TEKS BACAAN —
□ □ □

Rangkaian webinar dari
rumahinspirasi.com memasuki sesi keempat. Pembahasan yang diangkat pun semakin
teknis. Mas Aar sebagai pemateri cukup luwes membawakan tema ini. Meski
jaringan internet sempat putus nyambung, bersyukur
sekali saya bisa merasakan manfaat teknologi ini, seperti ikut webinar sambil
santai di rumah misalnya.
Menjadi ortu yang memutuskan
mendidik anak di rumah memang harus belajar banyak. Bila dulu saat mengajar
harus ada persiapan sebelum masuk ke kelas seperti membuat rencana pembelajaran
mingguan atau membedah kurikulum, menjadi ortu homeschooling pun juga harus melakukan persiapan. Tidak hanya
rencana pembelajaran atau kurikulum, lebih luas lagi. Harus merancang visi misi
pula. Seperti kepala sekolah lah posisinya hehehehe.
Lho
katanya
menganut unschooling ? Model
belajarnya alami, tidak terstruktur, dan sesuai kebutuhan anak. Kok ngubek kurikulum juga ?
Itulah uniknya menjadi ortu homeschooling. Ortu harus dan wajib
menjadi ortu pembelajar. Kalau pemerintah sekarang mottonya kerja kerja kerja,
kalau ortu homeschooling harus
belajar belajar belajar.
Kenapa saya memilih unschooling ? Sebab kebetulan Si Bocah
masih balita. Kalau berganti memilih model school-at-home
nantinya ? Mungkin saja. Bila di tengah jalan, tidak cocok dengan model school-at-home semisal Si Bocah tidak
nyaman dan tidak menikmati proses belajarnya sebab kaku dan tidak sesuai dengan
gaya belajarnya, lalu kami ubah lagi model belajarnya ikut Charlotte Mason atau
yang lain, juga sah-sah saja. Kok begitu ? Seperti main-main dan terkesan trial and error. Mungkin anggapan itu
muncul. Terkesan main-main dan kurang persiapan. Pendidikan anak lho. Berani sekali coba-coba.
Makanya perlu persiapan dari
kita, ortunya. Selama ini kita terbiasa dengan model kurikulum tunggal yang
dibuat oleh pemerintah. Suka atau tidak suka, kurikulum itu yang kita gunakan.

□ □ □

DATA ENTRI —

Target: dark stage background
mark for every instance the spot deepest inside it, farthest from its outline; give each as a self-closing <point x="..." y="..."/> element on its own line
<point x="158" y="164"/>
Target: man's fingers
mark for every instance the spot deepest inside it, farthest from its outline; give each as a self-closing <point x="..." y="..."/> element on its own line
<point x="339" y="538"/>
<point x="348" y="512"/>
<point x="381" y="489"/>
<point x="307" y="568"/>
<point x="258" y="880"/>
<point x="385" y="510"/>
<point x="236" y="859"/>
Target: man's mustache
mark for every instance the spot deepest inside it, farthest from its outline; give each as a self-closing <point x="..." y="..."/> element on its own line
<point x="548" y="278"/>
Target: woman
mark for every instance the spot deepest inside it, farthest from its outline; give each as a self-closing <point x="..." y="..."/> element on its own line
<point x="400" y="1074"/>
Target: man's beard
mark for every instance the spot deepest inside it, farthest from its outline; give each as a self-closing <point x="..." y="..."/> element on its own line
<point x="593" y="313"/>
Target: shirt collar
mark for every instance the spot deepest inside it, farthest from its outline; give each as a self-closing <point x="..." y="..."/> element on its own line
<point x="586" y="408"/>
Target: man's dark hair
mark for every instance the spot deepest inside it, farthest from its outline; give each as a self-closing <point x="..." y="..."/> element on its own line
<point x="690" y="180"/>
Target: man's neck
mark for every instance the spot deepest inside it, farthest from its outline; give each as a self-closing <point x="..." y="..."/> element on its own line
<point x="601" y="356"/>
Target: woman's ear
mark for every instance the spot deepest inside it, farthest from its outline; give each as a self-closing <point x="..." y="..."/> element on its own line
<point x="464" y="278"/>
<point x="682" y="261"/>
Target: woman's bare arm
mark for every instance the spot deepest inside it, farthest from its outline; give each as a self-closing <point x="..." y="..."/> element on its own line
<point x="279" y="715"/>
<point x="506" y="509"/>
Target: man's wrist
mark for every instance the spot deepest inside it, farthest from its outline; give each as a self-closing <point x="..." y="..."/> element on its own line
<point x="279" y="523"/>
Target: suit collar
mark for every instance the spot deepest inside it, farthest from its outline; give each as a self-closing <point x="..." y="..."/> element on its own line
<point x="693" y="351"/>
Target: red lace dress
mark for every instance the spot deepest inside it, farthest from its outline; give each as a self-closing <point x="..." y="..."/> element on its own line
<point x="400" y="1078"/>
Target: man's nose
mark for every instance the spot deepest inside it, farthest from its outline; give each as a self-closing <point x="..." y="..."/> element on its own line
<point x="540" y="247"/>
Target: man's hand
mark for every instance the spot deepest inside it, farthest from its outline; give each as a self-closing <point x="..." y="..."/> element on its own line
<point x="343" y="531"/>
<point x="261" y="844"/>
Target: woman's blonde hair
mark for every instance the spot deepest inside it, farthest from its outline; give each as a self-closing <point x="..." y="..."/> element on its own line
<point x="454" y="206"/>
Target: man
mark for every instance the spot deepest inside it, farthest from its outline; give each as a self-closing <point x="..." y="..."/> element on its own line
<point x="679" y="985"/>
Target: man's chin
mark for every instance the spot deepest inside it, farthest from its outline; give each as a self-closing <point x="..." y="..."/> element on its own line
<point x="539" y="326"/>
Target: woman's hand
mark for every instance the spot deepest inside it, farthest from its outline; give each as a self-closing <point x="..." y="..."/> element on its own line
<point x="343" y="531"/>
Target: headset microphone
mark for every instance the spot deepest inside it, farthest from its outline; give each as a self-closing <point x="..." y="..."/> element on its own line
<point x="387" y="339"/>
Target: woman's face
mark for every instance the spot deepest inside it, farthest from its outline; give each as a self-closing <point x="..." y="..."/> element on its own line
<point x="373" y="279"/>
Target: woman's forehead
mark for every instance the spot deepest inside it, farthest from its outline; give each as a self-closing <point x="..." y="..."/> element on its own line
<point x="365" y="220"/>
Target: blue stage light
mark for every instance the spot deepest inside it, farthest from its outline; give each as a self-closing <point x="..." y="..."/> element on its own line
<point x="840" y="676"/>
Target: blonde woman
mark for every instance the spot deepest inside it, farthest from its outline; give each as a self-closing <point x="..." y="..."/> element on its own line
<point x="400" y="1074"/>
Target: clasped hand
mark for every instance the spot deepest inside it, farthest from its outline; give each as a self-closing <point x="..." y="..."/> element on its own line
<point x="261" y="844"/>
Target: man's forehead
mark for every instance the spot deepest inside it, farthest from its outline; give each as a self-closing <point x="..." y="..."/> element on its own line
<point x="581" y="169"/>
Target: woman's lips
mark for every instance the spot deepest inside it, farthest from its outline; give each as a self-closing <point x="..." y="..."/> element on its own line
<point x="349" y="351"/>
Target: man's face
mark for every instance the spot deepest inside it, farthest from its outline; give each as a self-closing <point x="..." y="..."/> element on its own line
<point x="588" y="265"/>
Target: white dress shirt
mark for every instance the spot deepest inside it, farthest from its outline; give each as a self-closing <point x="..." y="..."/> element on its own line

□ □ □

TUGAS —
Dalam teks bacaan tentang homeschooling, siapa pemateri pada sesi keempat rangkaian webinar rumahinspirasi.com? Entri di atas merupakan bahan yang terpisah dari teks bacaan.

JAWABAN SOAL —
Mas Aar.